▶ _EXCERPT TO READ_:
** Start **
Omar El Akkad describes an America that has been torn apart by civil war. In the south, refugee camps become permanent homes for those displaced by bombs, violence and the changing, inhospitable landscape. Efforts on both sides to reduce tension generally end in failure. Young people grow up and are recruited into increasingly radical militant groups, determined to defend their home against all the odds.

Sarat is one of those young people. Faced with poverty, displacement and loss from an early age, she is drawn into playing an important role in the resistance. As readers, we’re powerless to do anything but watch as she is shaped by the world around her into an instrument of war. As she becomes more and more immersed in this world, the consequences have a huge impact on her personally.

Sarat isn’t a character that is particularly likeable or sympathetic, and there were many occasions when I disagreed with her actions, but her motivations were clear to see. Her family is torn apart, and all she’s left with is a desire for revenge and a powerful sense of cultural identity created by a group of Southern states desperate to break away from their perceived oppressors in the North.
** End **
▶ _ENTRIES_:
** Start **
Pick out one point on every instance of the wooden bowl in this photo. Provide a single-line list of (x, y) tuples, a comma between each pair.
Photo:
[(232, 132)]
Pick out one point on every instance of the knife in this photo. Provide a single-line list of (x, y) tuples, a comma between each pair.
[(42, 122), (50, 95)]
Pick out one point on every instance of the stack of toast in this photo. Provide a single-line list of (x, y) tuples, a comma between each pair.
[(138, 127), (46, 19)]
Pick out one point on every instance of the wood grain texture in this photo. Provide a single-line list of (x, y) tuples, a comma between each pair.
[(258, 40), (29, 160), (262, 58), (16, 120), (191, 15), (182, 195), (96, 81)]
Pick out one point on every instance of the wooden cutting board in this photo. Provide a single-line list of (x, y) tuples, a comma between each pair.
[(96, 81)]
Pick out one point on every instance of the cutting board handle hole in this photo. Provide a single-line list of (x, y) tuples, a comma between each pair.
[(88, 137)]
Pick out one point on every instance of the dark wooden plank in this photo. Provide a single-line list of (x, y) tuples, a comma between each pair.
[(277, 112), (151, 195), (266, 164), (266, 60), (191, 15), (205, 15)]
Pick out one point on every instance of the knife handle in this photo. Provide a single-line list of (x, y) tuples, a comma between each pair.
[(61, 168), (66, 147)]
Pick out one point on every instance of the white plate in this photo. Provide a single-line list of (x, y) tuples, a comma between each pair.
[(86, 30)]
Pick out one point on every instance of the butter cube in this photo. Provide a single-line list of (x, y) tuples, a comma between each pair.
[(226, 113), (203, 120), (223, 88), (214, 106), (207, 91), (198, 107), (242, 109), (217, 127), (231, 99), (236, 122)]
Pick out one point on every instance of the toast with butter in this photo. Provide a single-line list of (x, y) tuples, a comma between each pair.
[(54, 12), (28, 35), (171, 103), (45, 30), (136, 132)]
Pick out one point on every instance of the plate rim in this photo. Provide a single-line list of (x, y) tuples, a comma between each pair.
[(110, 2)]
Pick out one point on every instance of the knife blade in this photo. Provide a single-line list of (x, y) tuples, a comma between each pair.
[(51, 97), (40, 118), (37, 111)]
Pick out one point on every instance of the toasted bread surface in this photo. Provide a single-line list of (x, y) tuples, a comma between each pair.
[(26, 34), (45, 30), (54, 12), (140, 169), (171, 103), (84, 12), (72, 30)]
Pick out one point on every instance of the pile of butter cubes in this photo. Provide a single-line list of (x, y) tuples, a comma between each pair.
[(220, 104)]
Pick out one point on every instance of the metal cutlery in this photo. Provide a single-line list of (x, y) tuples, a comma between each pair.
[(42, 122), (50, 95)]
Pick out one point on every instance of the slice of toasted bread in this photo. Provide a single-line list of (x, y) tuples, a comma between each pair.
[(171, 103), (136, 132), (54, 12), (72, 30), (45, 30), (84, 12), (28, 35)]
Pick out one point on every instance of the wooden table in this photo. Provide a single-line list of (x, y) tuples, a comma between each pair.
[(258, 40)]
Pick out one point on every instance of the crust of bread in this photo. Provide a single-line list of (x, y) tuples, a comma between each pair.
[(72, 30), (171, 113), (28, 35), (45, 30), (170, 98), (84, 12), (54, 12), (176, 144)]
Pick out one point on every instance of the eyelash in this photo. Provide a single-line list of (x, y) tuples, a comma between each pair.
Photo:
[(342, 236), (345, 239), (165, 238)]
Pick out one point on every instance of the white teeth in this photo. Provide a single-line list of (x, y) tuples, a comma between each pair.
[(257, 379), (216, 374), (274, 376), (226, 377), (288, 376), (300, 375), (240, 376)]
** End **
▶ _PROBLEM TO WORK ON_: Summarize the El Akkad passage in two sentences. Work only from the El Akkad passage and leave the rows aside.

▶ _TASK SOLUTION_: Omar El Akkad describes an America torn apart by civil war, where refugee camps in the south become permanent homes and young people are recruited into increasingly radical militant groups. One of those young people, Sarat, is shaped by poverty, displacement and loss into an instrument of war, and though she is not particularly likeable, her desire for revenge and her strong sense of Southern cultural identity make her motivations clear.